• PROBLEM REQUIREMENTS
Copy out everything from the line containing "If you could put a point on the dry" down to the end of the lines, swapping "dry sand" for "wet sand" and keeping everything else the same.

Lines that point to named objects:

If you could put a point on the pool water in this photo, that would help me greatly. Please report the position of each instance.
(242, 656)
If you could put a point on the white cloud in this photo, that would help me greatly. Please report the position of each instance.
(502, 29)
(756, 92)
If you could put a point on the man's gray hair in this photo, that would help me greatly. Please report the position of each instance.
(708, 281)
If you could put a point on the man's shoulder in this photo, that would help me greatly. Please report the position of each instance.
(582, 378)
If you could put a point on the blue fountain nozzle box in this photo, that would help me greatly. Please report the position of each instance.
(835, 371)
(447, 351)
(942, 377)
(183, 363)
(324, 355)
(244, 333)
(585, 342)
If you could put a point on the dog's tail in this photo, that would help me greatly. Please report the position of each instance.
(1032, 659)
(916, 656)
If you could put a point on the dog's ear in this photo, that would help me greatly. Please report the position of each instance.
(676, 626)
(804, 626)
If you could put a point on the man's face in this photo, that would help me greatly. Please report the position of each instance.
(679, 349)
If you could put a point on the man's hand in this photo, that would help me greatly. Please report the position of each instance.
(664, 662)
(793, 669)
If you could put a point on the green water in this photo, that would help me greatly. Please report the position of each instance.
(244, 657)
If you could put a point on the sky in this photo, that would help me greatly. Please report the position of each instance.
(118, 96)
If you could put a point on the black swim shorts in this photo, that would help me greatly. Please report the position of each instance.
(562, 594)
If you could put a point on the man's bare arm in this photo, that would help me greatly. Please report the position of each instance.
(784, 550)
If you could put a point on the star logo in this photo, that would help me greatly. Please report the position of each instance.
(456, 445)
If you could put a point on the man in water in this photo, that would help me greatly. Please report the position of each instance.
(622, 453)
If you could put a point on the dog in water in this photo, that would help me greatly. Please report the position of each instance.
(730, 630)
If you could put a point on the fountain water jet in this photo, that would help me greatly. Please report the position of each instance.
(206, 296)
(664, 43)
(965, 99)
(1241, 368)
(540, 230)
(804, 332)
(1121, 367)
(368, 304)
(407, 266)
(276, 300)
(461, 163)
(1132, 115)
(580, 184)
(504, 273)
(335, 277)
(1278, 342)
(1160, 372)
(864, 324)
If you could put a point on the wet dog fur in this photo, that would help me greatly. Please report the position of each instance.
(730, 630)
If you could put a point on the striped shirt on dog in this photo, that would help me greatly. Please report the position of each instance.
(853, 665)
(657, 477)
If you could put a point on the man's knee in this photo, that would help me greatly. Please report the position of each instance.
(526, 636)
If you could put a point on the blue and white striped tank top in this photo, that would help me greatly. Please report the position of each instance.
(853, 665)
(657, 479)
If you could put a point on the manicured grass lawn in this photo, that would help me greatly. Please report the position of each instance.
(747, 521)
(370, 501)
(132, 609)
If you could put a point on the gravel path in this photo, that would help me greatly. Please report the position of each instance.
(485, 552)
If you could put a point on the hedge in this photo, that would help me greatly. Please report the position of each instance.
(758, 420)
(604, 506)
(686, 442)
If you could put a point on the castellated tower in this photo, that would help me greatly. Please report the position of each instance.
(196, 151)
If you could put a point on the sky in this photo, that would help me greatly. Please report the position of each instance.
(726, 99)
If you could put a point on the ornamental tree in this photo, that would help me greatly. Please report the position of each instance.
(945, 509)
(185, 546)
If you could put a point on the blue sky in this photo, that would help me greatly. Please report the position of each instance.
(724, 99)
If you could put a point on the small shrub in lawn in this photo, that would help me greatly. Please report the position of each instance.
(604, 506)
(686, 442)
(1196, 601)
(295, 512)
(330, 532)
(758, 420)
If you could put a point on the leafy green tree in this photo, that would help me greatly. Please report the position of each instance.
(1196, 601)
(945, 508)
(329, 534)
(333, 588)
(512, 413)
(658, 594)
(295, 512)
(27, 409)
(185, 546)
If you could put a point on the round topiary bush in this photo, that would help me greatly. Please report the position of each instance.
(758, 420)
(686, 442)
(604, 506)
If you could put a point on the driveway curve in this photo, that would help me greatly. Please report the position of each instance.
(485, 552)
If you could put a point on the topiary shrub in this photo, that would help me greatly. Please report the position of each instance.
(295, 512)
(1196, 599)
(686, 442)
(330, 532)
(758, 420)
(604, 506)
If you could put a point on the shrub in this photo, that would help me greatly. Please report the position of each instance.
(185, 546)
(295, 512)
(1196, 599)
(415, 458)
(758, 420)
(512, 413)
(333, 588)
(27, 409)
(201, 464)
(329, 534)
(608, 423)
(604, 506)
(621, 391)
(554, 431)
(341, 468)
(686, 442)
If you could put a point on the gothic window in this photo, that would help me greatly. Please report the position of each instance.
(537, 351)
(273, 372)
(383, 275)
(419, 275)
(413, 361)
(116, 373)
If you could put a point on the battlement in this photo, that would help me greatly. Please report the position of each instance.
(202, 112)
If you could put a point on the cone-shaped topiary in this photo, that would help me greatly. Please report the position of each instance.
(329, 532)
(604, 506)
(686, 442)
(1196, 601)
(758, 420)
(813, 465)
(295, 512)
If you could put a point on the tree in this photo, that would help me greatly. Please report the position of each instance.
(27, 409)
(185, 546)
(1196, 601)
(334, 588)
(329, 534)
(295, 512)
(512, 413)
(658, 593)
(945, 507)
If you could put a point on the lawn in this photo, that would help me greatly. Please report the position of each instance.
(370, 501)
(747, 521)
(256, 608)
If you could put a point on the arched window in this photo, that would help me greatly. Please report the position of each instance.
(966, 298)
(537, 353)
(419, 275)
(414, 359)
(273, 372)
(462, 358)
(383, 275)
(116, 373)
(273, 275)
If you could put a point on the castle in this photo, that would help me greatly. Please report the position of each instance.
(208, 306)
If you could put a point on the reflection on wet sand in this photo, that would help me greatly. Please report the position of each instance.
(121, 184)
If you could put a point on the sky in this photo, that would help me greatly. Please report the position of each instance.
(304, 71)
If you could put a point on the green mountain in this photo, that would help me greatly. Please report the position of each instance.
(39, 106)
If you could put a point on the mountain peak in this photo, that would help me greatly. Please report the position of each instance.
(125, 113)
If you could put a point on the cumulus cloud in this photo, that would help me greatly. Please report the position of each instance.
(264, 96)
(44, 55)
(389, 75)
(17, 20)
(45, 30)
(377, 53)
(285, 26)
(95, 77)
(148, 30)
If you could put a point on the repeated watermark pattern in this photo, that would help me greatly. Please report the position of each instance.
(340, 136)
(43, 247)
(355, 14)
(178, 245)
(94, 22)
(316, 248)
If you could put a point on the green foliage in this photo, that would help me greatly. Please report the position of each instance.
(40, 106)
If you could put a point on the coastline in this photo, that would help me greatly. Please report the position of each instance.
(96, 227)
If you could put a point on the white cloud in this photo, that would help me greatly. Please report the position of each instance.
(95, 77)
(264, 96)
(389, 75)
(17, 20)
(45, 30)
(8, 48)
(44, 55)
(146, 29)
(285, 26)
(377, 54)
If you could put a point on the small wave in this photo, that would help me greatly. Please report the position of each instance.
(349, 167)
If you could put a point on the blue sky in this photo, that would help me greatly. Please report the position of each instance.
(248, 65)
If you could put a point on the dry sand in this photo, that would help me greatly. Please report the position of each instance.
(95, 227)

• WRITTEN ANSWER
If you could put a point on the wet sand in this photo, that would help me greatly. Please report the position of each instance.
(95, 227)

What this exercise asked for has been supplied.